> _Extracted text_:
══════════

While still on the AGB, stars are strongly variable, due to stellar pulsation. They are then called "variable OH/IR stars", since most of them show a double-peaked OH maser emission at 1612 MHz and are very bright in the infrared, heavily obscured by thick circumstellar envelopes formed as a consequence of the strong mass loss. Shortly after the end of the AGB, the mass loss suddenly stops and for no longer the star is variable, while the effective temperature of the central star increases. The star is now in the post-AGB phase and recognized as a "non-variable OH/IR star" while the OH maser emission is still detectable. After the partial dilution of the circumstellar envelope in the interstellar medium the OH maser emission dissapears and the central post-AGB star becomes observable again in the optical, in its way to become a new PN.
In Fig. 1 (click here) we can see that IRAS sources recently identified as late-AGB or post-AGB stars in the literature show a wide distribution in the near infrared two-colour diagram and can be located everywhere, with the only exception of Region V. Fortunately, objects in different regions of the diagram show peculiar characteristics which can help us in our identification purposes. For instance, most of the strongly reddened objects found in Region II are identified as OH/IR stars since they show OH maser emission and no optical counterparts. Variable OH/IR stars in this region of the diagram show near infrared properties which are an extension towards more extreme values of those observed in optically bright Mira variables, which are also stars in the AGB. Mira variables are not plotted in our diagram because they do not fulfill our selection criteria, but many of them are also known to be located in Region II, inmediately above but close to Region I (Feast & Whitelock 1987). Objects in Regions III and IV, on the other hand, are also affected by a strong circumstellar reddening but their slightly different position can simply be due to an excess of emission in the K band produced by the presence of hot dust in the envelope. Some of them are not variable in the near infrared and may be identified as early post-AGB stars. While objects in Region III usually show OH maser emission and no optical counterparts, those in Region IV are not so frequently detected in the OH maser line. Moreover, they are not so strongly obscured and sometimes show a faint optical counterpart. Finally, the objects found in Region I, showing a stellar-like emission with little or no reddening, are identified as evolved post-AGB stars, now observable again in the optical after the dilution of the circumstellar envelope in the interstellar medium. They show a small irregular variability and no OH maser emission. Some near infrared excess is observed in a few of them located to the right of the main-sequence. This is probably indicative of recent post-AGB mass-loss, something which, for some of these objects, has been confirmed through the detection of H emission in the optical spectrum.

══════════

> _Data lines_:

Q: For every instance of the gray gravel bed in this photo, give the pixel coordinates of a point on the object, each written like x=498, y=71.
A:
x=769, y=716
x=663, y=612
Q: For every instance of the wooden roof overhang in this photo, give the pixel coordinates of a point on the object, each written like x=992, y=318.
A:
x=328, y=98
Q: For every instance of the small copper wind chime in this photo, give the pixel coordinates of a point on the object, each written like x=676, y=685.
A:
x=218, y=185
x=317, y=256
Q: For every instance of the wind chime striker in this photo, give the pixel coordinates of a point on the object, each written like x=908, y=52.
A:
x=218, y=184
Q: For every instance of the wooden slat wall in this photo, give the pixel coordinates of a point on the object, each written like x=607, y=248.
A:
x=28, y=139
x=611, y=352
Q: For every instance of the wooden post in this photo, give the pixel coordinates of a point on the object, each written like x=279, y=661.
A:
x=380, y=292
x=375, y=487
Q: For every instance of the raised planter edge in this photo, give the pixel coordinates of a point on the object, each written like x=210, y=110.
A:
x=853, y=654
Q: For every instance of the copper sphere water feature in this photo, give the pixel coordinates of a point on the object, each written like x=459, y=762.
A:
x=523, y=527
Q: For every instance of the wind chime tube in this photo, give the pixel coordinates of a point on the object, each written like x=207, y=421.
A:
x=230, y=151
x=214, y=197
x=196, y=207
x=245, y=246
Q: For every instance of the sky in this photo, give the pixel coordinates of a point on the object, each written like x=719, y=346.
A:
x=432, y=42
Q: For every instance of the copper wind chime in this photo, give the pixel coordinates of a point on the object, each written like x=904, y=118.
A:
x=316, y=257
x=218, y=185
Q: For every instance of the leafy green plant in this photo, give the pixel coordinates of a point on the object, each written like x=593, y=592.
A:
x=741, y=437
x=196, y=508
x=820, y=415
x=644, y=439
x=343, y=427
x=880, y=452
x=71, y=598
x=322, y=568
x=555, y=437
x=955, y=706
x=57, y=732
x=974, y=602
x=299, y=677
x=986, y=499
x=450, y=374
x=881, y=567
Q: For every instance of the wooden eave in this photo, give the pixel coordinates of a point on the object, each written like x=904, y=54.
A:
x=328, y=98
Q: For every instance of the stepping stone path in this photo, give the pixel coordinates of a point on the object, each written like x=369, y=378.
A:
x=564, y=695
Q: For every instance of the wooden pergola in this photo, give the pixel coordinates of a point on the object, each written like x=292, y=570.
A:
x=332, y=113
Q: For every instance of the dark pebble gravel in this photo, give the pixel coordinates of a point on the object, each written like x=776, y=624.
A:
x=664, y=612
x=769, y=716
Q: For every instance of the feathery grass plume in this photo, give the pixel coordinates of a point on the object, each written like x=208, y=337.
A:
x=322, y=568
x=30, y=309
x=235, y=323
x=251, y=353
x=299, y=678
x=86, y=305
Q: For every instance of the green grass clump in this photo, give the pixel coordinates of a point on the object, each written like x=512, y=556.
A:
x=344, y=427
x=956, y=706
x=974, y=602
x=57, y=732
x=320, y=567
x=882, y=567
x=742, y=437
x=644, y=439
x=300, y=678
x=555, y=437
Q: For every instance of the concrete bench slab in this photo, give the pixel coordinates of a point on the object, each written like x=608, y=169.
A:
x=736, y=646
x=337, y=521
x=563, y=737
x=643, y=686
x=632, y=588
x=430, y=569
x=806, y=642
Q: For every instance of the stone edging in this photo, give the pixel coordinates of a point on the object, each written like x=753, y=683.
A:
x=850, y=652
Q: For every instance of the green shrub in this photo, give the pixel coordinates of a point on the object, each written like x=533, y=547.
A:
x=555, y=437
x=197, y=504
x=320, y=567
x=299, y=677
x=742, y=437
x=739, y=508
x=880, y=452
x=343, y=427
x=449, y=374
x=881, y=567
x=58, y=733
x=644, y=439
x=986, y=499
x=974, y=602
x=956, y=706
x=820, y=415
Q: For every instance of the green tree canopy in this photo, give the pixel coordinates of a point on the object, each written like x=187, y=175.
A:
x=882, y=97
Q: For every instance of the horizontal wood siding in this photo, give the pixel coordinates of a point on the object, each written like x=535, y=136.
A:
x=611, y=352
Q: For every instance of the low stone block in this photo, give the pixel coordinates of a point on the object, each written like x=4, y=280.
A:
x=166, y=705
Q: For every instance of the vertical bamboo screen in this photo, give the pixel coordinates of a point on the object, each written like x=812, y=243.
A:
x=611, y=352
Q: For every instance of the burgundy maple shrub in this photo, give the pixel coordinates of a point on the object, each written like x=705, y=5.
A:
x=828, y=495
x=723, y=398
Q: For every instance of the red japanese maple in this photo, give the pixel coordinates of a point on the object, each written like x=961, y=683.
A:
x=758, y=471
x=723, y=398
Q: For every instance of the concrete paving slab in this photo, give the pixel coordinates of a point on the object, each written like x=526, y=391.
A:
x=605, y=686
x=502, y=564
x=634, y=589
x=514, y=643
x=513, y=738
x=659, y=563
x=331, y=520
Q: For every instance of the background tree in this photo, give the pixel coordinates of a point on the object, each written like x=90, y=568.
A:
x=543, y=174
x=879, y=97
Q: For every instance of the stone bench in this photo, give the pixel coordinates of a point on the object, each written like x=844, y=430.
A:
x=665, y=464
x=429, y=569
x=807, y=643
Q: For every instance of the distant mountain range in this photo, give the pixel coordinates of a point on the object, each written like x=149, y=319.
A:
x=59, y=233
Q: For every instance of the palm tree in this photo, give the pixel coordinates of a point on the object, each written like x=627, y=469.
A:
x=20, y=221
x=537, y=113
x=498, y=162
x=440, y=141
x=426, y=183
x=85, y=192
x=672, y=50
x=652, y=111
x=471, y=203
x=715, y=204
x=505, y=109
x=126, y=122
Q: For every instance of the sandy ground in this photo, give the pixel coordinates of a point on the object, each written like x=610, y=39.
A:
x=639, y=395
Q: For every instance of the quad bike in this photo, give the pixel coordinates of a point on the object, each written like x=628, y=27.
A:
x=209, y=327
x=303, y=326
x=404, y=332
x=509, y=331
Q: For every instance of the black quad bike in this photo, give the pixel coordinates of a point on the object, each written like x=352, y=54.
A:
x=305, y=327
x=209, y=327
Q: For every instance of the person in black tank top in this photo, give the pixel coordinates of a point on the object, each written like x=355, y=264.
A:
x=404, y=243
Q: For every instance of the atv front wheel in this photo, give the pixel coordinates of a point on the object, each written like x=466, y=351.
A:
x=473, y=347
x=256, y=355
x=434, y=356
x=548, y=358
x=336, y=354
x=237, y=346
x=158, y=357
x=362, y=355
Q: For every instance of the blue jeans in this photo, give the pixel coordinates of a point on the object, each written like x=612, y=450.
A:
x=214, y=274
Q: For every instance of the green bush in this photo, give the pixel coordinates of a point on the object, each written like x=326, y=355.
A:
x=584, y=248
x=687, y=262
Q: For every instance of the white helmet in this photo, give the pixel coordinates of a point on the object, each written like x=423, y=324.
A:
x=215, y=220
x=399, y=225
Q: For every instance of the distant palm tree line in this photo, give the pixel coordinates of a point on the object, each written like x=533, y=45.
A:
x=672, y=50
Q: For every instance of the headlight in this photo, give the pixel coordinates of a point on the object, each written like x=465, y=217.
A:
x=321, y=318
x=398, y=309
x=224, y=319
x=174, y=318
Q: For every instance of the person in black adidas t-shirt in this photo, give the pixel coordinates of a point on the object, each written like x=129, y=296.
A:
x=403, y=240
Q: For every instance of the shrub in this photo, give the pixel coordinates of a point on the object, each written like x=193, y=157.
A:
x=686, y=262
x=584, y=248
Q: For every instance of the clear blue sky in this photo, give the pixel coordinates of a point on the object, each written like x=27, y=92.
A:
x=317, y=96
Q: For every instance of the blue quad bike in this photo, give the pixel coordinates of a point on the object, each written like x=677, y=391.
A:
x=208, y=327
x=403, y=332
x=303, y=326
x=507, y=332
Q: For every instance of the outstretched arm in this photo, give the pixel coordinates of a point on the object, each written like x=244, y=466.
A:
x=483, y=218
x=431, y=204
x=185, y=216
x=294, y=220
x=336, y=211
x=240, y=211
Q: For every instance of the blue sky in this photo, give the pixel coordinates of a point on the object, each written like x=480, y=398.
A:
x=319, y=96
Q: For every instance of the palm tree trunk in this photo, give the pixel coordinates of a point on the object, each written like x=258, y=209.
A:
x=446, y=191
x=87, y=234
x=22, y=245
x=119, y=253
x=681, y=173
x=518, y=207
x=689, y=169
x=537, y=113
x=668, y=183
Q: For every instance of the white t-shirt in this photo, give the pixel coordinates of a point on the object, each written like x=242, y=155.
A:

══════════

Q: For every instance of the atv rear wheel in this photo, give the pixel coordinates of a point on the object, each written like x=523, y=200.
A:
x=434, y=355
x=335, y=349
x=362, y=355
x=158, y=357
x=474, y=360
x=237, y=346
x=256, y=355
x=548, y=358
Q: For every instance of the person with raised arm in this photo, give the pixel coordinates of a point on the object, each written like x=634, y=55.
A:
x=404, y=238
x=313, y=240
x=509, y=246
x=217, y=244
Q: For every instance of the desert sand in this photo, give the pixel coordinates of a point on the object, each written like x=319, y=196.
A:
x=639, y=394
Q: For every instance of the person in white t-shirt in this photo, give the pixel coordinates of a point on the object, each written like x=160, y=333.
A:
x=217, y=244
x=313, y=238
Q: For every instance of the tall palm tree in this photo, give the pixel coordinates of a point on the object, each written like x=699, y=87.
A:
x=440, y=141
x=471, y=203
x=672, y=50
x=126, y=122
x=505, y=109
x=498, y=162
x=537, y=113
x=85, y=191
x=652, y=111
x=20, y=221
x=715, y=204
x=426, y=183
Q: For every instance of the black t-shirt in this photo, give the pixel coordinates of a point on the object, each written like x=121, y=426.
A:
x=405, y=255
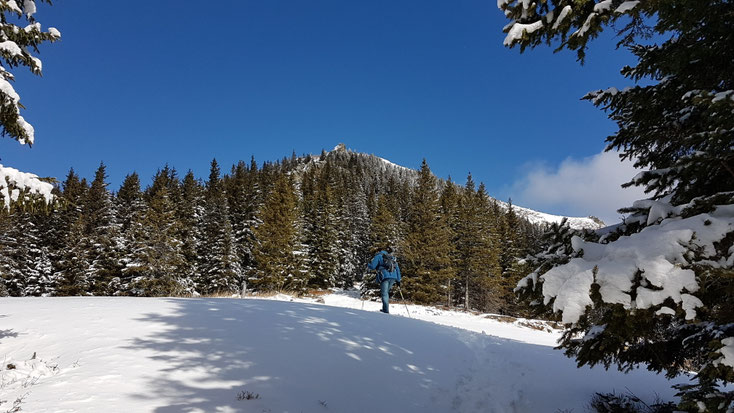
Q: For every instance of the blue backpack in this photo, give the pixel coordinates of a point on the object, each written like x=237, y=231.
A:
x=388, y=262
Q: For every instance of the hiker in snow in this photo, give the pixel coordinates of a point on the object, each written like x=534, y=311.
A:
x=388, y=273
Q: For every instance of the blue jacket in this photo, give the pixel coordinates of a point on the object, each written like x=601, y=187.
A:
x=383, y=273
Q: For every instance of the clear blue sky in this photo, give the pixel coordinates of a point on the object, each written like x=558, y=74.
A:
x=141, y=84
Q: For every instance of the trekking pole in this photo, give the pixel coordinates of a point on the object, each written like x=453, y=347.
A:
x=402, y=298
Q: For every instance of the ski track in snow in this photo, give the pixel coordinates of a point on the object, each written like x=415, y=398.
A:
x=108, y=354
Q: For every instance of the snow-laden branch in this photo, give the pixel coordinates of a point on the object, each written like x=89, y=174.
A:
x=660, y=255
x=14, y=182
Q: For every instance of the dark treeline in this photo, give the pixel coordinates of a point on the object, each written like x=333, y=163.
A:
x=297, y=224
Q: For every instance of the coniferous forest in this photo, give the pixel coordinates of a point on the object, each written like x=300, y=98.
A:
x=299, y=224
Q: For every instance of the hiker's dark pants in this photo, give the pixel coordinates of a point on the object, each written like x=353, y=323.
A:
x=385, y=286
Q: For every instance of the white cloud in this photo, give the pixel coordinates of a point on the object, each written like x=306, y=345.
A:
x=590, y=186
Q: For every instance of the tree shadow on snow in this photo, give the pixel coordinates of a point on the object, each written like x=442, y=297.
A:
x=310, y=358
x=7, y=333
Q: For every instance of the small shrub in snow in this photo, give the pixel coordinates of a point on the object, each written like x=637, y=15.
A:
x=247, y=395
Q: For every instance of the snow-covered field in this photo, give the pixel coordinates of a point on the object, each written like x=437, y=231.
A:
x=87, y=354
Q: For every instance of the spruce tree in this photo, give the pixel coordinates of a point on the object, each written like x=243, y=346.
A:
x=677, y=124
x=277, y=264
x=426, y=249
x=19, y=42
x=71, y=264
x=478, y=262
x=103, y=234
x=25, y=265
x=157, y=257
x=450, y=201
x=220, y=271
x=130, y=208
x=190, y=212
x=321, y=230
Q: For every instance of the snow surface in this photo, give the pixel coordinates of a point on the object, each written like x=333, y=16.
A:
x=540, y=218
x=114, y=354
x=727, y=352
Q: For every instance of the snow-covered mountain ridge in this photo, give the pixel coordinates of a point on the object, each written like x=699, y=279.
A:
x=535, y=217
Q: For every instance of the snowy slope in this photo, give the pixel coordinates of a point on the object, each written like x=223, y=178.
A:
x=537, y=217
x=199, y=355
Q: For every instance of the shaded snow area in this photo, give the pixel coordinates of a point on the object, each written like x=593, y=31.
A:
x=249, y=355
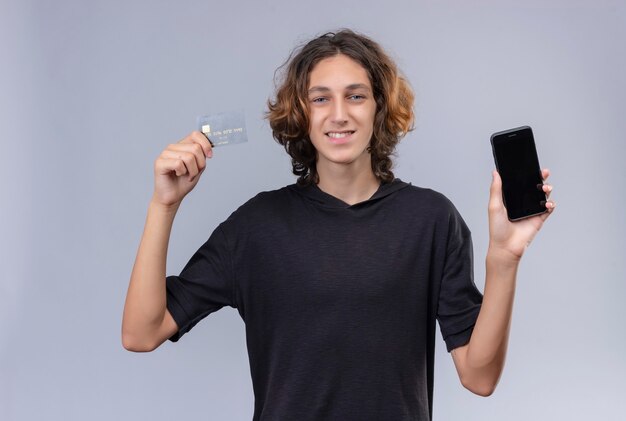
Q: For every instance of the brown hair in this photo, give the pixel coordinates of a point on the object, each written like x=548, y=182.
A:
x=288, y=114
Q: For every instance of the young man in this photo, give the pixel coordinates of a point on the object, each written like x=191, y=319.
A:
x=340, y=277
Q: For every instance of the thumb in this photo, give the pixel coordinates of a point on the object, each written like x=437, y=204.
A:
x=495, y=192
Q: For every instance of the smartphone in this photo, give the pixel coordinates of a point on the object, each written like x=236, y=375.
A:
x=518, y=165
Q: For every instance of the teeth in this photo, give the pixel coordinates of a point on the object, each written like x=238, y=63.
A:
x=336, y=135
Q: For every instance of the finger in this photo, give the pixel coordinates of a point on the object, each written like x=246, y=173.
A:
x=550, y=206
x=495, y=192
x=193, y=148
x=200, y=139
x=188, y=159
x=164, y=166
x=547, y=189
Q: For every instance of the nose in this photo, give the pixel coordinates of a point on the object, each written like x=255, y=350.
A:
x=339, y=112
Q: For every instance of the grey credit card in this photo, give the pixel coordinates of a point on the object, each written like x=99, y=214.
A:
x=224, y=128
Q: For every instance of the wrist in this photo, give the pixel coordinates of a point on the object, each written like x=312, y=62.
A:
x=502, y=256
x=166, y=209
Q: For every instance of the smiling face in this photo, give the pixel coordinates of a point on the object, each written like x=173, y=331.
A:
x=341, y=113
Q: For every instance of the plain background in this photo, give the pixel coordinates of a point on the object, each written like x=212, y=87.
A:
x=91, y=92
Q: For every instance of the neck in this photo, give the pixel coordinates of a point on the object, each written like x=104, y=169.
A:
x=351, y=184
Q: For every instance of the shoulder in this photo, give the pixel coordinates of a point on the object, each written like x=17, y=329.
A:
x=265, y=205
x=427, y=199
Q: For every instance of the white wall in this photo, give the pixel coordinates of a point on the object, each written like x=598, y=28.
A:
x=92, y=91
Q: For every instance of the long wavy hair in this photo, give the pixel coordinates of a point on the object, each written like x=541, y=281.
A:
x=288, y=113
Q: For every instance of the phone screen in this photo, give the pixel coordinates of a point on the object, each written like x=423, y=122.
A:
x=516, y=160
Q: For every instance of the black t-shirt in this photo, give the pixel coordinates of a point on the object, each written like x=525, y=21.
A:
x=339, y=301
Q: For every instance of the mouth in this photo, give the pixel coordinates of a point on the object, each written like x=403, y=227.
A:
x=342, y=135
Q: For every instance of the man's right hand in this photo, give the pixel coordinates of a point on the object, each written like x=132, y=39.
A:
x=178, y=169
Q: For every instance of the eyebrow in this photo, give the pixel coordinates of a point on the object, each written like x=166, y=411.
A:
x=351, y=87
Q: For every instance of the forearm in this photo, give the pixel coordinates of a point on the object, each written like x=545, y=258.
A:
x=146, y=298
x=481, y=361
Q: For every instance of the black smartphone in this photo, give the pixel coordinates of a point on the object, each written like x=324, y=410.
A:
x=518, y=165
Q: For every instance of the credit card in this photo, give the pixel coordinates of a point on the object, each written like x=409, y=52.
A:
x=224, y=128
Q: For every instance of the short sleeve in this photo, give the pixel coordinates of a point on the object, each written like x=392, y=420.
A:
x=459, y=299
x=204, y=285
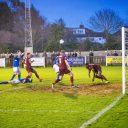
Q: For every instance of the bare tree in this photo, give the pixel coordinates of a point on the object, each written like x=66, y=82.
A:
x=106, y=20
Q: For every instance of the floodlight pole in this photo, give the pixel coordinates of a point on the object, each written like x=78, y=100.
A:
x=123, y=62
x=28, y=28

══════════

> _Things to do_:
A – Extract the passage on post-AGB stars from "While still on" up to and including "become a new PN.".
B – Name every region of the near infrared two-colour diagram that the passage on post-AGB stars mentions.
Draw only on the passage on post-AGB stars, not on the listing.

> _Responses to the tasks_:
A –
While still on the AGB, stars are strongly variable, due to stellar pulsation. They are then called "variable OH/IR stars", since most of them show a double-peaked OH maser emission at 1612 MHz and are very bright in the infrared, heavily obscured by thick circumstellar envelopes formed as a consequence of the strong mass loss. Shortly after the end of the AGB, the mass loss suddenly stops and for no longer the star is variable, while the effective temperature of the central star increases. The star is now in the post-AGB phase and recognized as a "non-variable OH/IR star" while the OH maser emission is still detectable. After the partial dilution of the circumstellar envelope in the interstellar medium the OH maser emission dissapears and the central post-AGB star becomes observable again in the optical, in its way to become a new PN.

B – Region I, Region II, Region III, Region IV, Region V